▸ **Problem to work on**: Rewrite the records as a two-column CSV with the header names input and output, covering only the start of the records through the line containing "[(165, 179)]". Give one row for each record: put its text in input and its pins in output, quote each field, replace line breaks with spaces, and leave out the pictures.

▸ **Recorded information**:
--

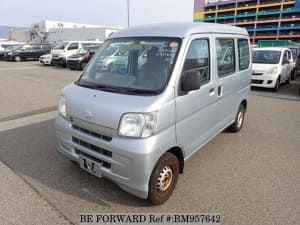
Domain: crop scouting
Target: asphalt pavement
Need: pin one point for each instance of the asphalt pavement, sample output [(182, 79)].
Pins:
[(250, 177)]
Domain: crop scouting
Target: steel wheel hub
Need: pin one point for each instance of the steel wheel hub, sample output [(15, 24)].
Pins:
[(165, 179)]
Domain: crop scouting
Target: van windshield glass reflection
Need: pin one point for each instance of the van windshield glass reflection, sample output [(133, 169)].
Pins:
[(268, 57), (136, 65)]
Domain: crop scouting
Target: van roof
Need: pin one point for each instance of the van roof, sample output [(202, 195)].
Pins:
[(271, 49), (180, 29)]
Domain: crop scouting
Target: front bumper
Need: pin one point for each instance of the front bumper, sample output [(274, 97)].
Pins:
[(59, 61), (46, 61), (266, 81), (128, 162)]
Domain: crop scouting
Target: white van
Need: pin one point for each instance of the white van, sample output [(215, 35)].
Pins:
[(137, 124), (272, 66), (6, 44), (63, 50)]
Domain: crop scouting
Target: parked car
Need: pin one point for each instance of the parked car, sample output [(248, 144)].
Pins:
[(295, 52), (63, 50), (81, 58), (4, 52), (138, 126), (25, 52), (46, 59), (272, 66)]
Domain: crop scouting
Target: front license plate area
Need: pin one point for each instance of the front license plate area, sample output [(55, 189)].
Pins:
[(90, 166)]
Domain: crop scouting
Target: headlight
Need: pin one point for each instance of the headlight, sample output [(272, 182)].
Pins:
[(273, 70), (140, 125), (62, 107)]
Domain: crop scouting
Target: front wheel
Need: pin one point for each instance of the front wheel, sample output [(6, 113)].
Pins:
[(289, 79), (239, 120), (82, 65), (293, 74), (163, 179)]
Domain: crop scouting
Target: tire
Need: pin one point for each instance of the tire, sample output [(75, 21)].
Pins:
[(293, 74), (163, 179), (82, 65), (276, 88), (239, 120), (17, 58)]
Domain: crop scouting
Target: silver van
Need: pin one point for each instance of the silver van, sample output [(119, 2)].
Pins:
[(137, 124)]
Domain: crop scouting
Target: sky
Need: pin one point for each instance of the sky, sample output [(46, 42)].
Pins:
[(98, 12)]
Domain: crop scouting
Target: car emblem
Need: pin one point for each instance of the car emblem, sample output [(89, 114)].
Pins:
[(87, 115)]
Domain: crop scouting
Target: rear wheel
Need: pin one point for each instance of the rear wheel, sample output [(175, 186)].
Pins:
[(163, 179), (239, 120), (17, 58)]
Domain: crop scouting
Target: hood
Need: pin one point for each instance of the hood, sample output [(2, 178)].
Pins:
[(262, 67), (101, 107)]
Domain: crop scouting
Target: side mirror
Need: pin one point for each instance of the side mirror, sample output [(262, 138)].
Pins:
[(191, 81)]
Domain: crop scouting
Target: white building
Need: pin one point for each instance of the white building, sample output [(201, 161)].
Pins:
[(54, 31)]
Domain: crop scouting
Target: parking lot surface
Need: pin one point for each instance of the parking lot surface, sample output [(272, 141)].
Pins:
[(250, 177)]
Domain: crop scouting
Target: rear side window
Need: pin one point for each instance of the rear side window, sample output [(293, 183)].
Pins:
[(244, 54), (225, 56), (197, 59)]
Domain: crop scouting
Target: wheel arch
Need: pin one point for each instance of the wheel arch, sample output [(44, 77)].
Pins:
[(244, 103), (179, 155)]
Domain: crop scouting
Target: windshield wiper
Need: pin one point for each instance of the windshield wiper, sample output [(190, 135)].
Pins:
[(142, 91), (118, 89)]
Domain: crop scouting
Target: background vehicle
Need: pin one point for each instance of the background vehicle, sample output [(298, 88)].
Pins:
[(6, 46), (63, 50), (293, 46), (138, 124), (46, 59), (272, 66), (81, 58), (25, 52)]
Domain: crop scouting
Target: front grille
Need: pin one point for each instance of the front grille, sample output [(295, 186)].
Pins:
[(91, 133), (257, 81), (103, 163), (91, 147), (257, 74)]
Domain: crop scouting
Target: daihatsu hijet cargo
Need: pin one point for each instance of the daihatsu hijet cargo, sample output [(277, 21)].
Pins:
[(136, 124)]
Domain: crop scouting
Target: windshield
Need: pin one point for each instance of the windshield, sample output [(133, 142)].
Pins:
[(132, 65), (266, 56), (61, 45), (82, 51)]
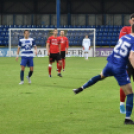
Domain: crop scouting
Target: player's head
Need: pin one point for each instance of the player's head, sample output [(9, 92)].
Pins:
[(61, 33), (26, 34), (55, 32), (86, 36), (131, 21)]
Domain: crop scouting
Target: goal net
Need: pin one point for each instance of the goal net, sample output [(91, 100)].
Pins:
[(74, 35)]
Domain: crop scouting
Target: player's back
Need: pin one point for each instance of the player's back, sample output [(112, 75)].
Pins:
[(121, 51)]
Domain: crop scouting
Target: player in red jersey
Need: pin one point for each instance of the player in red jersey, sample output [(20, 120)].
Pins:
[(64, 48), (126, 30), (53, 50)]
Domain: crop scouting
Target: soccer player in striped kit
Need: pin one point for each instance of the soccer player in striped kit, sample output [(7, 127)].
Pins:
[(64, 48), (130, 70), (27, 53)]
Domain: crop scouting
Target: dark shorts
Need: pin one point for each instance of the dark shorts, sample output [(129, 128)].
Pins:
[(63, 54), (120, 74), (130, 70), (54, 57), (27, 61)]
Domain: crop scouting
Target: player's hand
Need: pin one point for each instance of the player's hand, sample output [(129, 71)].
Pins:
[(17, 58), (48, 53)]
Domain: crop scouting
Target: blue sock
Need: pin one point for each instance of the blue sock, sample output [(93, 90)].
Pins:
[(92, 81), (22, 75), (129, 105)]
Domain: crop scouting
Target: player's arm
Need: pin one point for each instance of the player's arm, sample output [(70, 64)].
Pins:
[(48, 46), (131, 58), (123, 32)]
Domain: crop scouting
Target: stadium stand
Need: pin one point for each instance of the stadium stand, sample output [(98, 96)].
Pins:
[(105, 35)]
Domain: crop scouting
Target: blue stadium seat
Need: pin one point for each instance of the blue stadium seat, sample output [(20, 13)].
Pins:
[(88, 26), (84, 26)]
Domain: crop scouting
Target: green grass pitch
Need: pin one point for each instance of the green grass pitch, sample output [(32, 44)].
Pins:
[(48, 105)]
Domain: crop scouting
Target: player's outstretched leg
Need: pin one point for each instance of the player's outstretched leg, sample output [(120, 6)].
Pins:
[(59, 68), (49, 69), (22, 75), (91, 82), (129, 103), (122, 101)]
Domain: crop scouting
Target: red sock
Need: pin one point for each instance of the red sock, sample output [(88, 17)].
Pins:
[(59, 68), (63, 63), (49, 69), (122, 95)]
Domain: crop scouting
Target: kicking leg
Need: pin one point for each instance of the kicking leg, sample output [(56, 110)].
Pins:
[(22, 75), (91, 82), (50, 69), (29, 75)]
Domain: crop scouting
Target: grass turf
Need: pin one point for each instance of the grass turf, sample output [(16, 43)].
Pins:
[(48, 105)]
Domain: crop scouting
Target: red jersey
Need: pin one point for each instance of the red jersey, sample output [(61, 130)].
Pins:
[(63, 42), (125, 30), (54, 44)]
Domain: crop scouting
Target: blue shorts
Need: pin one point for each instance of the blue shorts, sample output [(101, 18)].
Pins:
[(120, 74), (27, 61)]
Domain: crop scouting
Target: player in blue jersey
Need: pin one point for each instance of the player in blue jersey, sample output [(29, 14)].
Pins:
[(116, 66), (27, 53)]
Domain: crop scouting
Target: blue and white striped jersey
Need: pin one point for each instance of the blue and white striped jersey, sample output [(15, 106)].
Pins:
[(26, 46)]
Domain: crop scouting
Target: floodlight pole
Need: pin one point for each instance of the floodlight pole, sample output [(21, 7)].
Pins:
[(58, 12)]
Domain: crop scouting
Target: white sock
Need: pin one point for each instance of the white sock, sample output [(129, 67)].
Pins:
[(122, 103), (128, 118)]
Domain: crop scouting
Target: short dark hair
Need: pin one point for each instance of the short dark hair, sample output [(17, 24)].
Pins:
[(26, 31), (132, 16), (133, 28)]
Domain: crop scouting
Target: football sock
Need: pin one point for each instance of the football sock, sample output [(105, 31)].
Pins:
[(49, 68), (87, 55), (92, 81), (63, 63), (129, 105), (22, 75), (57, 65), (30, 74), (59, 68), (122, 95)]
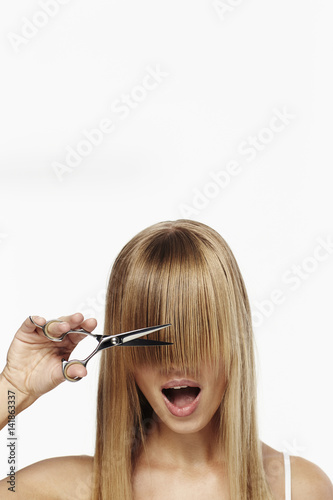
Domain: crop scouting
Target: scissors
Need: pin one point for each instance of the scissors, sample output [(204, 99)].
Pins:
[(131, 338)]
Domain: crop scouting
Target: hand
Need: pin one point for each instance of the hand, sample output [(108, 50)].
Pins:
[(34, 362)]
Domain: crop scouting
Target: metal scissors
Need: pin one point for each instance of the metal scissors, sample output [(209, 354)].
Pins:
[(131, 338)]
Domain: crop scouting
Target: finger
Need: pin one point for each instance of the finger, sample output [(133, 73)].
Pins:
[(29, 327), (57, 329), (66, 323), (76, 370), (89, 324)]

--

▸ **Correct answer**:
input,output
"Domain: crop scouting Target: asphalt pavement Need: pin one point for each instance of the asphalt pavement, sample output [(182, 79)]. Pins:","[(250, 177)]"
"Domain: crop scouting Target: steel wheel hub Need: pin one point for each instance of the steel wheel hub, sample output [(15, 24)]. Pins:","[(165, 179)]"